Fertile Ground: New Ads Say You Don

This election season, “green energy” seems to be a dirty phrase for many conservatives—if political ads indicate anything, at least.

Americans for Prosperity, an organization backed by oil interests, has been airing ads since November, targeting and attacking Obama’s green energy policies. The ads attempt to stigmatize renewable energy and resurrect oil in people’s minds as the only possible hope for America’s well-being. Obama’s ad team later counter-attacked Republican nominee Mitt Romney, accusing him of backing and protecting big, ruthless oil corporations. 

While in the last election renewable energy gained steam, this time around it is much different. Republican ad campaigns have made it their mission to turn green energy into something ridiculous, claiming that energy independence is impossible to obtain without big oil, whether or not it means ripping into national environmental preserves to “drill, baby, drill.” 

screen shot from the Sunrun ad campaign. A white man and woman are in their kitchen together

This is why solar panel company Sunrun’s new ad campaign feels like a breath of fresh, sun-warmed air. It makes fun of solar energy’s leftist hippie stigma in a way that’s funny and relatable for, say, my dad. Or whoever else! These ads avoid the exhausting political rhetoric and instead treat renewable energy like any other old industry, which can have nothing but positive effects at this point. Turning green energy into a political debate fuzzes the big picture; environmental issues like this one deserve an apolitical, agenda-free discussion. People don’t need to wear hemp and attend drum circles to be part of a movement that secures the future of clean air, clean water, and healthy land. We can all be different and still work together.

- RECORDS SHOWN:
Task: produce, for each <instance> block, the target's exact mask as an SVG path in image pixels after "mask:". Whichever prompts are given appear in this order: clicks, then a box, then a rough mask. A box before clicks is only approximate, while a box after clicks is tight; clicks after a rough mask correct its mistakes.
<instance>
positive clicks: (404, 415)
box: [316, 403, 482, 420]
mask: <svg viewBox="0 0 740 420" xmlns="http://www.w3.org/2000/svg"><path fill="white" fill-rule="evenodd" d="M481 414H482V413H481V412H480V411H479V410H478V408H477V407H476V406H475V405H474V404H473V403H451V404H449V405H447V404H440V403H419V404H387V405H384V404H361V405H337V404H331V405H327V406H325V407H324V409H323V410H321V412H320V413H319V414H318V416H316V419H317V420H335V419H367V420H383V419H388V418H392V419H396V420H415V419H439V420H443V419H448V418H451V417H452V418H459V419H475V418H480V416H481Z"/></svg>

* * *

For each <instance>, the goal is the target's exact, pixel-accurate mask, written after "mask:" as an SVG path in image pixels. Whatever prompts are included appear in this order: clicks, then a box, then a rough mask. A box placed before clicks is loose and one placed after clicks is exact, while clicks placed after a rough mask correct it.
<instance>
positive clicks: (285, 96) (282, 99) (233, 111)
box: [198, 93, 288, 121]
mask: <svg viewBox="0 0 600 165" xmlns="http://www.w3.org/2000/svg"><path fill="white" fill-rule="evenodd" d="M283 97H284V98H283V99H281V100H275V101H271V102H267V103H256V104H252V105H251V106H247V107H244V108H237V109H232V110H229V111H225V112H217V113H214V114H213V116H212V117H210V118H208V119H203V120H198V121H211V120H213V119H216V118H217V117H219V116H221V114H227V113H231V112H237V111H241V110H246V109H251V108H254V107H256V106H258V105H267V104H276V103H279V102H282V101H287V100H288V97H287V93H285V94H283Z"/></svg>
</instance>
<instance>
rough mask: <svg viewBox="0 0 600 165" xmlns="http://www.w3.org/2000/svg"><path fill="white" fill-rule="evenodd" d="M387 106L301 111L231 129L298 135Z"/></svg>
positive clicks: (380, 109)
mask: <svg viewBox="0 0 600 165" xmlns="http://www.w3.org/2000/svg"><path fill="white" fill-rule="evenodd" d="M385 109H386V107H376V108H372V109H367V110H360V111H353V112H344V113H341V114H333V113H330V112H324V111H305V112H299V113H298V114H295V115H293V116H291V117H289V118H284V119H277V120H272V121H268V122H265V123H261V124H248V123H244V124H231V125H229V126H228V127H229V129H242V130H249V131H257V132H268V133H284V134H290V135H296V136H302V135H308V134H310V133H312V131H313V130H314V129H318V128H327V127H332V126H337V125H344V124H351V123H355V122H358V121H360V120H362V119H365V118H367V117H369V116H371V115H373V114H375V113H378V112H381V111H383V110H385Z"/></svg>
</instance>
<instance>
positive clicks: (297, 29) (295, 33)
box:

==

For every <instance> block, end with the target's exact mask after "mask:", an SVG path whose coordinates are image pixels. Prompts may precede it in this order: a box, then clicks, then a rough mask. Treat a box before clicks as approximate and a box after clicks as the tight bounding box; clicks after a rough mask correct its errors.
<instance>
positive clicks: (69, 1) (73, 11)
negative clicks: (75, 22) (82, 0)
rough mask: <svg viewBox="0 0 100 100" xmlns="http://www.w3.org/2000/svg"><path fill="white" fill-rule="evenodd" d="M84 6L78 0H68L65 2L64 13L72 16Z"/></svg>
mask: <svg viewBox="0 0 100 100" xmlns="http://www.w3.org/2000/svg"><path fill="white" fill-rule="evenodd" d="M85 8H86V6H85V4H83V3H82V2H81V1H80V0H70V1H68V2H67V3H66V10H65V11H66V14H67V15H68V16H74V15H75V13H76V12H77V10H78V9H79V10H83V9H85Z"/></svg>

- EXERCISE TASKS:
A. According to the article on green energy ads, why does Sunrun's new ad campaign feel like a breath of fresh air? Answer in one to three sentences.
B. Copy word for word the part of the article on green energy ads that opens with the words containing "Fertile Ground: New" and closes with "ruthless oil corporations.".
C. Continue the article on green energy ads from the point where it ends.
The data has nothing to do with the article on green energy ads.

- SOLVED PROBLEMS:
A. Sunrun's campaign makes fun of solar energy's leftist hippie stigma in a funny, relatable way. It avoids the exhausting political rhetoric of the election ads and treats renewable energy like any other old industry.

B.
Fertile Ground: New Ads Say You Don

This election season, “green energy” seems to be a dirty phrase for many conservatives—if political ads indicate anything, at least.

Americans for Prosperity, an organization backed by oil interests, has been airing ads since November, targeting and attacking Obama’s green energy policies. The ads attempt to stigmatize renewable energy and resurrect oil in people’s minds as the only possible hope for America’s well-being. Obama’s ad team later counter-attacked Republican nominee Mitt Romney, accusing him of backing and protecting big, ruthless oil corporations.

C.
But I digress. These commercials do a good job of easing my frustration and they’re also just plain funny. If nothing else, it’s a good step toward breaking the wall between the two sides of the renewable energy wars. My only wish is that this ad campaign could be nationwide instead of only in select states. Watch two of the Sunrun ads below!

In this spot, a youngish man and woman discuss using solar energy not because they are “organic pickler types,” but because it makes sense for them financially.

In this spot, an older woman and man discuss using solar energy not to “save baby dolphins” but to save money.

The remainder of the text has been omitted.